[Items from a box labeling dataset]

________________________________________

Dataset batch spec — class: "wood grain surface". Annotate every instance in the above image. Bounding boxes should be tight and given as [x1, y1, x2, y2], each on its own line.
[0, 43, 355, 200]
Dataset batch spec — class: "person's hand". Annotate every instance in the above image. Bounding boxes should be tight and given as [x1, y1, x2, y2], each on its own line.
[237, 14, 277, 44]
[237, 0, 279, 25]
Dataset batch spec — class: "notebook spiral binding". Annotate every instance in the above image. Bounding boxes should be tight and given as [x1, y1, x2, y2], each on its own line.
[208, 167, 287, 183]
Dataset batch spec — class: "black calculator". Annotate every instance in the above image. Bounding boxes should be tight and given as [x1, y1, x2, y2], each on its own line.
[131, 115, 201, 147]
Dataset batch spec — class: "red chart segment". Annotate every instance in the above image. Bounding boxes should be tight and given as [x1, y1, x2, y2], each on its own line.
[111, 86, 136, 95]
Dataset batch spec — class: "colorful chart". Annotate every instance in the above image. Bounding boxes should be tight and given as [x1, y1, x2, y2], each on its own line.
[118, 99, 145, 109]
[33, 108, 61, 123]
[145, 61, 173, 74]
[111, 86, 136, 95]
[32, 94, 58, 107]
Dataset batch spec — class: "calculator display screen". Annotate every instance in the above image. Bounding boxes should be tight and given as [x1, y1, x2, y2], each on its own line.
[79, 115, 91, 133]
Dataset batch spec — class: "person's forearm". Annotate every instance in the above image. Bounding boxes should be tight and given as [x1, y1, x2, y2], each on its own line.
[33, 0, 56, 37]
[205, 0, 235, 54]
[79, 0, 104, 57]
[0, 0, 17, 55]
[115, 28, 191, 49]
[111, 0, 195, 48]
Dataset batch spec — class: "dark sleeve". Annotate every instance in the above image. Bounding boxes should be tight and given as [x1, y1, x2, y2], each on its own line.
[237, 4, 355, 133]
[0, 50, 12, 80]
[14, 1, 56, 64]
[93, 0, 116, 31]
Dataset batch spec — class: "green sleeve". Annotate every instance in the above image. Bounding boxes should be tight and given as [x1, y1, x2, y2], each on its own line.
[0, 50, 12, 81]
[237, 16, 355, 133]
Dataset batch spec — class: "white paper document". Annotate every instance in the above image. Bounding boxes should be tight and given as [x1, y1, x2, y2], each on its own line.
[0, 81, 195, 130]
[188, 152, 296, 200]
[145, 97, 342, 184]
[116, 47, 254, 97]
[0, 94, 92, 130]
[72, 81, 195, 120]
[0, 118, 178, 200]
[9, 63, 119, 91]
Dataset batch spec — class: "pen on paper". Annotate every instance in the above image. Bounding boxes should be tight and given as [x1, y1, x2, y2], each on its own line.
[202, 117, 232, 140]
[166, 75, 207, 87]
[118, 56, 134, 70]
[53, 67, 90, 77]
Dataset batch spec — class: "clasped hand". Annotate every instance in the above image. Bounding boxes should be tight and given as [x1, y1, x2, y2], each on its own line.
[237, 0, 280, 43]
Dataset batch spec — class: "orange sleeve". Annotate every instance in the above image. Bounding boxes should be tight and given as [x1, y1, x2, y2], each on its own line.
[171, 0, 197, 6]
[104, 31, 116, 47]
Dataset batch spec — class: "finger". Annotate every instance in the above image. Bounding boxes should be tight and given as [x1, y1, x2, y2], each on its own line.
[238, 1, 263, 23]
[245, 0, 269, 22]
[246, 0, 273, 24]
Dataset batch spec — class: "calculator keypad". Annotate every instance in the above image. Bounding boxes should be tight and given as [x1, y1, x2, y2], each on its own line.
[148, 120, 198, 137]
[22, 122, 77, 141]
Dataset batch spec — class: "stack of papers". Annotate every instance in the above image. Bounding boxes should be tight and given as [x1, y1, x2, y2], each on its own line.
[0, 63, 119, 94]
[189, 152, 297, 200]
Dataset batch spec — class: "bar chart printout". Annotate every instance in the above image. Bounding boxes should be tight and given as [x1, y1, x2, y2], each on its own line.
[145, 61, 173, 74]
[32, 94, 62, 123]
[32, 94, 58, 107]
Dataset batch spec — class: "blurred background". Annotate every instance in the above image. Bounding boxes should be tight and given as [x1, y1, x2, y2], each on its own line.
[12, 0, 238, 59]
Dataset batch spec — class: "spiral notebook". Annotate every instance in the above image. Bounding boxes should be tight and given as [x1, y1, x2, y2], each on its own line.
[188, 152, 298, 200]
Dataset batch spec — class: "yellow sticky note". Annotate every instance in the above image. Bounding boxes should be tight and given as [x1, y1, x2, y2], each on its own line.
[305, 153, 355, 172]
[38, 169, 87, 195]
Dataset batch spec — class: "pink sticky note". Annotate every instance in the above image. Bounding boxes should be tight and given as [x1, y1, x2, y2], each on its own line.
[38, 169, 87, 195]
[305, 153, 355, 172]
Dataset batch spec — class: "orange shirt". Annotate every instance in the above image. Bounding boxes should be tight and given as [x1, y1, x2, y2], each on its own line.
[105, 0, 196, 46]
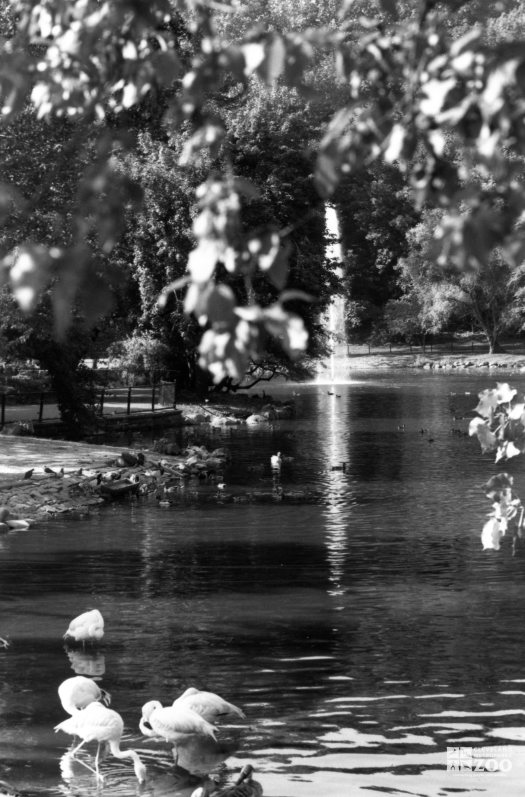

________________________________________

Repeat every item above word for word, but leave out the pictures.

* Result of the exercise
Dataset batch spec — class: "wood grain surface". Annotate every instance in the above image. Bounding boxes should be tight and given as [x1, y1, x2, y2], each on its own line.
[0, 43, 355, 200]
Dataset batch spec — class: "person's hand". Annotate every instance in the above image. Bounding boxes should be tight and given as [x1, y1, x2, y2], each on its own line.
[237, 14, 277, 44]
[237, 0, 279, 25]
Dataset batch spec — class: "notebook spiral binding". Annotate every instance in the above image. Bounding boxes should be tight and given as [x1, y1, x2, y2], each on its own line.
[208, 167, 287, 183]
Dataset batch spec — class: "black calculator". Annotate every instance in the above image. Bounding boxes should be tight and given as [x1, y1, x2, y2], each on its own line.
[131, 115, 201, 147]
Dataset batch spec — class: "red chart segment". Annotate every instance in the above image. Bounding boxes should be tight and given as [x1, y1, x2, y2], each on its own line.
[111, 86, 136, 95]
Dataset batch spec — class: "colorful chart". Annotate every instance in the above image. Bounding boxes should be tight and given as [x1, y1, x2, y2], each on its own line.
[118, 99, 145, 109]
[33, 108, 61, 123]
[145, 61, 173, 74]
[111, 86, 136, 95]
[32, 94, 58, 107]
Dataset batch spec — class: "calculator display screen". Annotate every instance in the above image. Bounding boxes should be tight and given as [x1, y1, x2, y2], each on its own line.
[79, 115, 91, 133]
Dataset batch spec — class: "person's forearm". Annotate every instance in the above image. Bounding boxes should be tight and given as [x1, y1, x2, y2], each on its own line.
[33, 0, 56, 37]
[205, 0, 235, 54]
[79, 0, 104, 57]
[0, 0, 17, 55]
[115, 28, 191, 49]
[111, 0, 195, 48]
Dataset batch spec — class: "dark sleeve". Annotate every instance in the above image. Bounding boxes should be tight and given as [x1, y1, x2, y2], each on its own line.
[237, 4, 355, 133]
[0, 50, 12, 80]
[14, 1, 56, 64]
[93, 0, 116, 31]
Dataset batch spec — class: "green sleeve". Annotate every instance in the above image. Bounding boxes should be tight and given as [x1, y1, x2, y2], each on its own line.
[0, 50, 12, 81]
[237, 16, 355, 133]
Dataset batch spec — class: "white paper document". Annotate every instance in the above image. Bounding boxes should be tight and given as [x1, y1, x2, y2], each on its own line.
[0, 81, 195, 130]
[188, 152, 296, 200]
[145, 97, 342, 184]
[116, 47, 254, 97]
[0, 94, 92, 130]
[72, 81, 195, 120]
[0, 118, 178, 200]
[9, 63, 119, 91]
Dataset batch spec — class: "pen on paper". Annotate every instance in the above image. Bounding boxes should be tight and given as [x1, y1, x2, y2], each on its own line.
[202, 117, 232, 140]
[166, 75, 207, 87]
[118, 56, 134, 70]
[53, 67, 90, 77]
Dataset batch spec — class: "clasped hand". Annotate every instance in the above image. Bounding boxes should be tight and given as [x1, y1, x2, y2], each on its own line.
[237, 0, 280, 43]
Dataset batch spec — class: "orange sleeve". Annotate every instance in the above image. Bounding boxes should be tight and given as [x1, y1, x2, y2], each on its own line.
[171, 0, 197, 6]
[104, 31, 116, 47]
Dataset batch spec — class: "finger". Annotate every instance in the above image. Bounding boxes should be tight and given as [x1, y1, x2, y2], each on its own line.
[238, 1, 263, 23]
[245, 0, 269, 22]
[246, 0, 273, 24]
Dataset batch spec — class: "calculator keypad". Annotate every instance in the above image. Bounding boxes should be tight and given as [x1, y1, x2, y2], each on its own line.
[148, 120, 198, 137]
[22, 122, 77, 141]
Dataset batch spec — class: "stack of papers". Annotate every instance in the above image. Bounding boxes should be tight and given as [x1, y1, x2, y2], each on its own line.
[0, 63, 119, 94]
[189, 152, 297, 200]
Dataset batch spec — class: "bar chart printout". Annotate every instance in the above image. Bounding boxes should be tight and given as [x1, y1, x2, y2], each on its own line.
[145, 61, 173, 74]
[32, 94, 62, 123]
[32, 94, 58, 107]
Dataset batch spec — class: "blurred background". Annotate every instance in the above image. Bounding boxes should be tight and given as [x1, y1, x2, y2], each on its own line.
[12, 0, 238, 59]
Dataset batch spec — class: "spiral notebook". Annotate every instance in the above image. Bounding boxes should be tight and given as [x1, y1, x2, y2], each on its own line.
[188, 152, 298, 200]
Dataset batch spec — class: "yellow sticky note". Annotate every instance in the above image. Bounding boxes should be tight and given as [x1, y1, x2, y2], each on its own line.
[305, 153, 355, 172]
[38, 169, 87, 195]
Dataset batch spec — class: "pink sticky note". Annotate every instance in the above image. Bounding boxes should be tight and given as [x1, y1, x2, y2], each on its own line.
[38, 169, 87, 195]
[305, 153, 355, 172]
Dataset batch spec — class: "orange shirt". Annotate every instance in the above image. Bounding boxes should be tight and given as [x1, y1, x2, y2], each on its own line.
[105, 0, 196, 46]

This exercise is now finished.